Конечно, получить за отличную работу грамоту от самогО главного военного советника, или его заместителя было очень почетно, но её ведь на грудь не повесишь. Да и дома вывешивать грамоты и обращать как бы невзначай на них внимание гостей как-то тогда, да и сейчас, не было особенно принято.

      Понятно, что всё зависело от отношения к этому руководства аппарата главного военного советника и в первую очередь его заместителя по политической работе генерал-лейтенанта Самойленко.  Но у него видимо были более важные задачи, чем вспоминать о поощрении связистов (см. мой рассказ «Генерал, он и в Кабуле генерал!» http://www.proza.ru/2018/07/12/1618  )
        Да и, кроме того, всем ведь известно, что о связистах в армии вспоминали только, если связи не было.  А когда она работала бесперебойно, без замечаний, считалось, что так и должно быть. Не даром существовала в те годы даже такая байка;
Командующий, подводя итоги учения:
-  Всех поощрить!  Связистов можно не наказывать!

        Но если со стороны общевойсковых командиров другого отношения ожидать не приходилось, куда же смотрел наш политработник?  У нас ведь был целый заместитель начальника узла связи по политической части майор Щукин. Он не ходил на сутки в смену дежурным по узлу связи, не проверял несение службы личным составом на боевых дежурствах ночью, как, впрочем, и днем. Не летал по афганским гарнизонам посмотреть, как служится нашим ребятам на точках*.  В основном его бурная деятельность была сопряжена с организацией досуга личного состава узла, то есть с показом ему, а позднее и нашему генералу Кот, художественных кинофильмов с помощью киноустановки, которая имелась на узле, проведением комсомольских и партийных собраний, изредка политинформаций, и политзанятий (т.к. их проведение в целом он возложил на начальников станций). 
        Но может быть он обращался с этим вопросом к начальству, а ему отказывали? К сожалению к этому времени замполит, отслужив у нас два года, уехал в Союз и спросить было не у кого. 
    
          До окончания моей командировки оставалось уже полгода, когда на смену майору прибыл новый замполит, капитан Анатолий Б.  С ним мы вместе служили в одном телефонном центре на 14 полевом узле связи генерального штаба.  Я был тогда начальником станции в 9 отделении, а он был замполитом 8-го.  Естественно, мы постоянно общались по служебным вопросам и, на мой взгляд, он был хорошим политработником.  Вдумчивый, общительный, простой и доступный, он, мне казалось, был как раз на своем месте. Незадолго до командировки я в течение года вынуждено  выполнял по совместительству обязанности замполита отделения и получил  определенное представление о труде политработника подразделения, чтоб судить об этом.
      
      Поэтому, когда некоторое время спустя, мы в неслужебной обстановке пообщались за рюмкой коньяка, я поделился с ним своими наблюдениями по поводу награждений и посоветовал проявить в этом деле настойчивость.

==*==

__Задание__. Продолжите воспоминания о поощрении связистов на узле связи в Афганистане, начав сразу после их последнего предложения.

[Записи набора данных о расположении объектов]

==*==

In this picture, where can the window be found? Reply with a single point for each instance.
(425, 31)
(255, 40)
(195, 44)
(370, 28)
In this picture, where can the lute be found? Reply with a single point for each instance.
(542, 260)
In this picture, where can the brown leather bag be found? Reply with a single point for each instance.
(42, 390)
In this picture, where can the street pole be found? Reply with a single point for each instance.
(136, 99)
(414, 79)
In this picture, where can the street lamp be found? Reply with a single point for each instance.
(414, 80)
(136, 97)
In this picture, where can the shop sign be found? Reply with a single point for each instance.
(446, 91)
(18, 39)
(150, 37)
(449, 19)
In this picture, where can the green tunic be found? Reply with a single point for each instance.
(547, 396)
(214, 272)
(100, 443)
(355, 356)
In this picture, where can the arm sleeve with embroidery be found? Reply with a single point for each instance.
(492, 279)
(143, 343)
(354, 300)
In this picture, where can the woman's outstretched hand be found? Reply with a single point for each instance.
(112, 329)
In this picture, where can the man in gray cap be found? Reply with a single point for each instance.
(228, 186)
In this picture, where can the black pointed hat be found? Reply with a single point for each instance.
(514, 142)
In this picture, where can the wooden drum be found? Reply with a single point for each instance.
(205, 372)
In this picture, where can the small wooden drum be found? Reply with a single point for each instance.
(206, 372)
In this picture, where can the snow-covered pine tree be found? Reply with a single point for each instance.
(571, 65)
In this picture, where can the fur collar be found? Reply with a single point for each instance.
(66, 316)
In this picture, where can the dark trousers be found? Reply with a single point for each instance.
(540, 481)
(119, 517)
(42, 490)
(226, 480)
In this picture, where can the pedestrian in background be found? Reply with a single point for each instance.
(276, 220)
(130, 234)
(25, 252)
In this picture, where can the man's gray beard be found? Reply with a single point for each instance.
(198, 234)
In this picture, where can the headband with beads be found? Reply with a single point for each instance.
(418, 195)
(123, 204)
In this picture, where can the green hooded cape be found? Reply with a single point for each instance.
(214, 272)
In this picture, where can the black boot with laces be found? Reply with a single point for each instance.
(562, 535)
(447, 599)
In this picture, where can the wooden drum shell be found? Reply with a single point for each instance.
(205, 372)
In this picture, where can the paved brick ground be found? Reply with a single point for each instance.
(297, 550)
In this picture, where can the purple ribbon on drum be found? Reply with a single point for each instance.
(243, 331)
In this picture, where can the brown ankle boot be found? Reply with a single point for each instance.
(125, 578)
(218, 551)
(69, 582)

==*==

__Результат выполнения__.
  Не знаю, помогли ли ему мои соображения, или он тоже уже пришёл к этому сам, но буквально через месяц у нас на узле большую группу офицеров представили к наградам. Понятно,  что без  замполита это случиться не могло.

Узнал об этом я, правда, в несколько необычной обстановке.  И вот почему.

        В начале января 1981 года, в связи с окончанием срока моей командировки, как положено, мне на смену прибыл из Москвы с нашего 14 ПУСа  сменщик – старший лейтенант Виталий Мурашков. Он служил там на такой же должности, что и я перед отправкой в ДРА в 79 году, но в другом подразделении, хотя мы часто работали вместе на учениях и полевых занятиях и поддерживали дружеские отношения.   
          Согласно установленному прядку, для передачи дел нам давалась ровно одна неделя.  Все военнослужащие аппарата главного военного советника на замену из Союза и обратно, в отпуска и по другим причинам летали регулярными рейсами аэрофлота только раз в неделю. Обратные билеты, то есть из Кабула в Москву, обычно заказывались кадровиками штаба ГВС задолго до отлета. 
Поэтому за неделю я должен был передать все дела, в том числе и числящиеся за мной технику и имущество.  Задержки с передачей должности и переносы отлёта на следующую неделю без веской объективной причины не допускались.

       Напомню, что отправка моей станции в ДРА в декабре 1979 г., была внезапной и стремительной  (подробно я описал это в рассказе «8 декабря 1979-го. Дорога в Афганистан»).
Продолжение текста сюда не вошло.